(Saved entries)
######
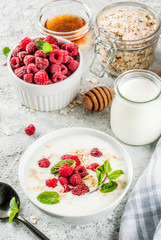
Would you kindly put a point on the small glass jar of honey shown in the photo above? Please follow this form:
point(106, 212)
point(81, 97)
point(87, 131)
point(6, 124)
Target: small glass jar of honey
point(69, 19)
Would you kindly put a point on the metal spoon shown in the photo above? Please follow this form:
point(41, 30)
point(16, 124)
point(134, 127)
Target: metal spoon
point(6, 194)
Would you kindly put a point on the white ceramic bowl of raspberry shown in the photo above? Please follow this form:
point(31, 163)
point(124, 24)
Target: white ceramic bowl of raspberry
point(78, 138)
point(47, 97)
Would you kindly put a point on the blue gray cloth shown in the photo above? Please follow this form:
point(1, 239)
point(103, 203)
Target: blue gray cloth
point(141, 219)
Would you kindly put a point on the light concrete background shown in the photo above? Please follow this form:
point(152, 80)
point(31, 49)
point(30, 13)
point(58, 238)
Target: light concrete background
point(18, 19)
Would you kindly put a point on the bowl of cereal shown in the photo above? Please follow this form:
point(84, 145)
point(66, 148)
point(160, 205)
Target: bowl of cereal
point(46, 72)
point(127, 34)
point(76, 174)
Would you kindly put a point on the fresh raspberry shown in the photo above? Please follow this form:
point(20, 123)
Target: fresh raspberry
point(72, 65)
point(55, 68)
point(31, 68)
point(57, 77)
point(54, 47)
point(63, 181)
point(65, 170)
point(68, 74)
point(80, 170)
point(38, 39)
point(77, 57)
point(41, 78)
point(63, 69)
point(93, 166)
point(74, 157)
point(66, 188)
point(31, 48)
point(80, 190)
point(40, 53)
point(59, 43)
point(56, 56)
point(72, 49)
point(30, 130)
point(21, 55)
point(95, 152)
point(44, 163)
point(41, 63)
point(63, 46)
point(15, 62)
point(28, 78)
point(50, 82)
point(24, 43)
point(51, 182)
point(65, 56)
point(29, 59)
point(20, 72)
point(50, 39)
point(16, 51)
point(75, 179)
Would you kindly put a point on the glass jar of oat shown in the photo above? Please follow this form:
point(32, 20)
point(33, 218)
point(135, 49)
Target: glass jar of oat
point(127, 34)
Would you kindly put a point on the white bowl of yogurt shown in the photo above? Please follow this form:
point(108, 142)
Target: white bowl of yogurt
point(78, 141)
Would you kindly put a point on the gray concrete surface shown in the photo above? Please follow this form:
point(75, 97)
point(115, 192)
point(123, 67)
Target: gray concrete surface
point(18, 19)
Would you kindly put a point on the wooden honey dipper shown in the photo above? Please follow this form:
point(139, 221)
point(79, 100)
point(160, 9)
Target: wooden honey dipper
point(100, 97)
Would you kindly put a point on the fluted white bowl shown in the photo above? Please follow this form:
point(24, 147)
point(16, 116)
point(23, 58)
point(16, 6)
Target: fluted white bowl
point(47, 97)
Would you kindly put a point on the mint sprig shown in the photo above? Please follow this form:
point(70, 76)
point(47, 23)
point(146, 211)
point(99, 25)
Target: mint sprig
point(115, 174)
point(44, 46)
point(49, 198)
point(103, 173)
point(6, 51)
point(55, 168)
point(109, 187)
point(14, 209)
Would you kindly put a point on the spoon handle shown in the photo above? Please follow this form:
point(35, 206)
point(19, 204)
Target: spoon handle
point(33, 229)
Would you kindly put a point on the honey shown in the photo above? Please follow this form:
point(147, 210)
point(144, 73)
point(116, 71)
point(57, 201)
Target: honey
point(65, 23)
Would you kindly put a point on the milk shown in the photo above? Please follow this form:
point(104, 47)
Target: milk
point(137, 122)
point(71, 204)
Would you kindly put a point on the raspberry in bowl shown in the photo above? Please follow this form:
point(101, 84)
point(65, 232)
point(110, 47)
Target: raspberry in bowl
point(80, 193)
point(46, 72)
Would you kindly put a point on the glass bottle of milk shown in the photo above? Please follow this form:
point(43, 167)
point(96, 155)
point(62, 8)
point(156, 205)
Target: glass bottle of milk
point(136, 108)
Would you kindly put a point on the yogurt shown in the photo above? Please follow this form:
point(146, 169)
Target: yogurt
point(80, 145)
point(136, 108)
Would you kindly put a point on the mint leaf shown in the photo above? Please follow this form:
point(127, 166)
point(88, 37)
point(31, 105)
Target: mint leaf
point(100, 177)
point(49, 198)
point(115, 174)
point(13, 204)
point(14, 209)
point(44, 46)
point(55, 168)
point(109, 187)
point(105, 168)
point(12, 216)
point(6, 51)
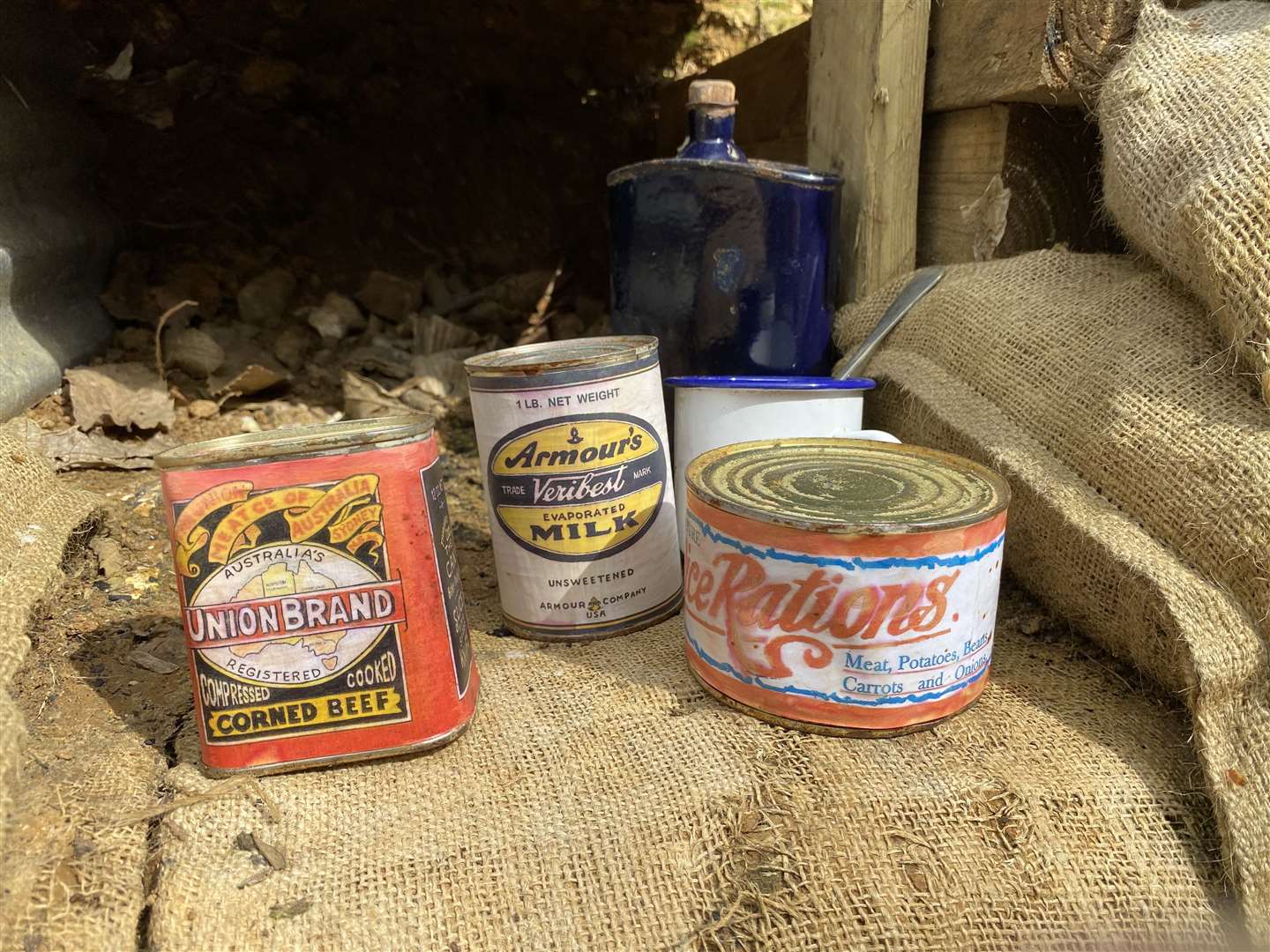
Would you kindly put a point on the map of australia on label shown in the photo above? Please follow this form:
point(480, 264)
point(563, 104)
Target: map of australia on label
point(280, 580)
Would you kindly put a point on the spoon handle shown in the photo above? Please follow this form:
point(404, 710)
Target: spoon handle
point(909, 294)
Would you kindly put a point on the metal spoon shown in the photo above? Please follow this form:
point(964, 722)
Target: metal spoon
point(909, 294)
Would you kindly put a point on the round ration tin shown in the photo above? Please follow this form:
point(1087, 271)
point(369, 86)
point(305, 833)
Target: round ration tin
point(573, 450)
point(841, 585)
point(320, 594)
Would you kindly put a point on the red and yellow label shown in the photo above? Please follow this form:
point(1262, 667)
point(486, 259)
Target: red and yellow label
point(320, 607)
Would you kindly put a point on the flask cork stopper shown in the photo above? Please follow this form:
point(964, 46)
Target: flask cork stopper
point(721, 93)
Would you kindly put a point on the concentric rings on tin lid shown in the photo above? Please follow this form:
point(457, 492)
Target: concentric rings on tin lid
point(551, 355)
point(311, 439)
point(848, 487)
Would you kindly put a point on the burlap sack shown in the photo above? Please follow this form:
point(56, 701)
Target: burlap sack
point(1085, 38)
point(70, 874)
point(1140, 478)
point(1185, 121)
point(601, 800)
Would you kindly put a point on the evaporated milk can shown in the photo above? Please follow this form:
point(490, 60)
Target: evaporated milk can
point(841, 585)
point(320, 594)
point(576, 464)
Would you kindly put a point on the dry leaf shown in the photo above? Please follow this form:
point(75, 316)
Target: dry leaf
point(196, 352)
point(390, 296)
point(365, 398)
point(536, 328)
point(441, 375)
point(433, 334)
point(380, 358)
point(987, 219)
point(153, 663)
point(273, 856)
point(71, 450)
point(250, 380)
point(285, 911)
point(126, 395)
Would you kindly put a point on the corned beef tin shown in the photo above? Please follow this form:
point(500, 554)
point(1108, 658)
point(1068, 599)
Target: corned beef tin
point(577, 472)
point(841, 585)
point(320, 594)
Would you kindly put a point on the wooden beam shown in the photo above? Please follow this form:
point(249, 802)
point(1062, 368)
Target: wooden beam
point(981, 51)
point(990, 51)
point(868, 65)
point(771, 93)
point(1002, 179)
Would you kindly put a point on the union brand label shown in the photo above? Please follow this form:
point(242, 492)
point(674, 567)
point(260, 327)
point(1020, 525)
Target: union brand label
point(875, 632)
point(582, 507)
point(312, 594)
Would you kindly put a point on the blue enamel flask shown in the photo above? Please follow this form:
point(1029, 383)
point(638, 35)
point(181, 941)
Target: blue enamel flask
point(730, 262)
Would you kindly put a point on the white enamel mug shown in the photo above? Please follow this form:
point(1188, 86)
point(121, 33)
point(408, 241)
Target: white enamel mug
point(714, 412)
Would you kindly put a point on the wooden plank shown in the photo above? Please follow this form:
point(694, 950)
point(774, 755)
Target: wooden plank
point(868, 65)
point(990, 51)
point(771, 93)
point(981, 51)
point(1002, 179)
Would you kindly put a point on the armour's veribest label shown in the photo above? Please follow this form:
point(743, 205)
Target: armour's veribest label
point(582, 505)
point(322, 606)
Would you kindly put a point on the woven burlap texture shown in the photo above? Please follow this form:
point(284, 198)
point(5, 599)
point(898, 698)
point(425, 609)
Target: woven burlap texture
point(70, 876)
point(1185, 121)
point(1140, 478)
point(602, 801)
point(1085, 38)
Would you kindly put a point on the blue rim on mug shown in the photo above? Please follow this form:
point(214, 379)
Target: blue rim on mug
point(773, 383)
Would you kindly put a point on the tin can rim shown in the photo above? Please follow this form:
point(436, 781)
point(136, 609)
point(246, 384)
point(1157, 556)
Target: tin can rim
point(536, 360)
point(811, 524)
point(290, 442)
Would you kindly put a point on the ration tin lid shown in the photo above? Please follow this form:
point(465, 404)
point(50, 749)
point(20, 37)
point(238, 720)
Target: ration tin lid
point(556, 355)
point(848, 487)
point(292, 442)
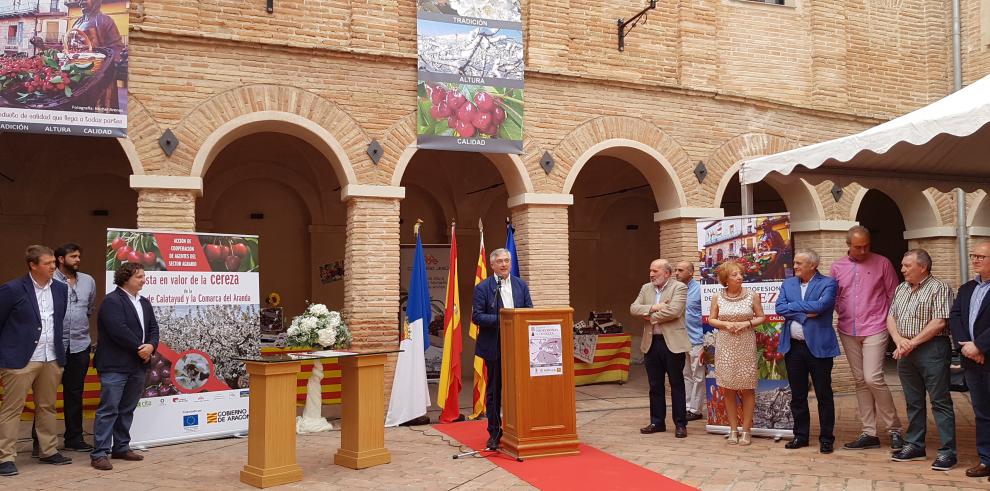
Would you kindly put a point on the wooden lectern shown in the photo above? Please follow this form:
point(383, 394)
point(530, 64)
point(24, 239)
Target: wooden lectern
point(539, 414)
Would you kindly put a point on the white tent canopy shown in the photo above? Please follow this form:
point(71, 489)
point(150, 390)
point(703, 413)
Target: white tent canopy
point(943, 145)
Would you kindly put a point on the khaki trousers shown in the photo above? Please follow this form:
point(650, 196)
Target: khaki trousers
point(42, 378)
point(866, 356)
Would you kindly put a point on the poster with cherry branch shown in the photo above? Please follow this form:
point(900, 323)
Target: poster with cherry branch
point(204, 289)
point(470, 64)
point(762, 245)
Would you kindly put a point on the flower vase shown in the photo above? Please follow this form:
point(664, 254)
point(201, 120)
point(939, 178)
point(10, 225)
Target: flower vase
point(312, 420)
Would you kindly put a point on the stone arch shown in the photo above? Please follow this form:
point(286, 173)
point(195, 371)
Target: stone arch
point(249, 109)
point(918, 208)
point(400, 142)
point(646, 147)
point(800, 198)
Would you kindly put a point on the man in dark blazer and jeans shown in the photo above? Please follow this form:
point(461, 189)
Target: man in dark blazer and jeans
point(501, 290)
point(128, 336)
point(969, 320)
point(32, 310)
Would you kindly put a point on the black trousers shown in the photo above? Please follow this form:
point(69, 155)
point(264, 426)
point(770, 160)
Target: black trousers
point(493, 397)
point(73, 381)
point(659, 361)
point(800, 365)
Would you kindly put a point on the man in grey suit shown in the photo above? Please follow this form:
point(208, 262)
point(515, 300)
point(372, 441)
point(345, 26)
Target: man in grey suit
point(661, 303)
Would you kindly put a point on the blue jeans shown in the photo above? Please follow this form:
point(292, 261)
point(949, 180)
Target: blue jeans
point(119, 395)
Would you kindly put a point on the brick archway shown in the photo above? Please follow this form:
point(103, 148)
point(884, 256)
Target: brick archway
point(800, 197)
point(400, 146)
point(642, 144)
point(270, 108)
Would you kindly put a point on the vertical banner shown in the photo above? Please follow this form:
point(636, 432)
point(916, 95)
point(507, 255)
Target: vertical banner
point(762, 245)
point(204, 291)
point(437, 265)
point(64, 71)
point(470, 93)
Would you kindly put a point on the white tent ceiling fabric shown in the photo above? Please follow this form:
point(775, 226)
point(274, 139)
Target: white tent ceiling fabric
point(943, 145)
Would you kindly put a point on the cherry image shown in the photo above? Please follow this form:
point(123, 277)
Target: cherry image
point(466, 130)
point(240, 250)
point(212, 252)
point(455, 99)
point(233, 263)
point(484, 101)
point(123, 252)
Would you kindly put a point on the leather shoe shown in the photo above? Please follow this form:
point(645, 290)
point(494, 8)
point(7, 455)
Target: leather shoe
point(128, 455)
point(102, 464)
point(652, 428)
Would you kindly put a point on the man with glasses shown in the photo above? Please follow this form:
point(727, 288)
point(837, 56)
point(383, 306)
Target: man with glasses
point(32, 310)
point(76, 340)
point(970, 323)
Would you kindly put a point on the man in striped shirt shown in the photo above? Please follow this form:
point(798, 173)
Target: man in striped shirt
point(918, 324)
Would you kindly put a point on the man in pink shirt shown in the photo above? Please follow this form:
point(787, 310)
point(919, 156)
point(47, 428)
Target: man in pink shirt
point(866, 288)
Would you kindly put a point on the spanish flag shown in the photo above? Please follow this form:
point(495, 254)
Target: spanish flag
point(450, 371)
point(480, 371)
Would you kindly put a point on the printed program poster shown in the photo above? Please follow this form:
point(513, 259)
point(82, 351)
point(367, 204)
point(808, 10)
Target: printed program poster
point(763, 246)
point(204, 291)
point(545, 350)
######
TO DO: Write out exactly the lines above between the line with "point(10, 225)" and the line with "point(884, 256)", inclusive, and nothing beyond them.

ANSWER TO THIS PROBLEM:
point(10, 225)
Target: flower vase
point(312, 420)
Would you kindly put a point on the stone arch shown in the photo above? Please follow this form:
point(286, 173)
point(195, 371)
Target: stone arch
point(249, 109)
point(918, 208)
point(400, 142)
point(646, 147)
point(800, 198)
Would you kindly put a point on the man in dark blazer and jeans shown in the photo above? Please follow this form:
point(461, 189)
Target: man in dark blazer and jeans
point(501, 290)
point(128, 336)
point(969, 320)
point(32, 310)
Would you kindly put a point on the black trousers shown in the photo above? Please follow this form:
point(69, 155)
point(264, 426)
point(770, 160)
Target: black trousers
point(493, 397)
point(73, 381)
point(659, 361)
point(800, 365)
Would you kindly put a point on the man in grey suit shown in the photo above? Please follow this form:
point(208, 262)
point(515, 300)
point(372, 441)
point(345, 26)
Target: man in grey suit
point(661, 303)
Would you kindly put a point on the blue jeans shown in the photo above? Please follow this form:
point(292, 261)
point(949, 180)
Target: blue jeans
point(119, 395)
Would you kindly put a point on the brick archway shown in the photo above? Please follow this form:
point(103, 148)
point(884, 256)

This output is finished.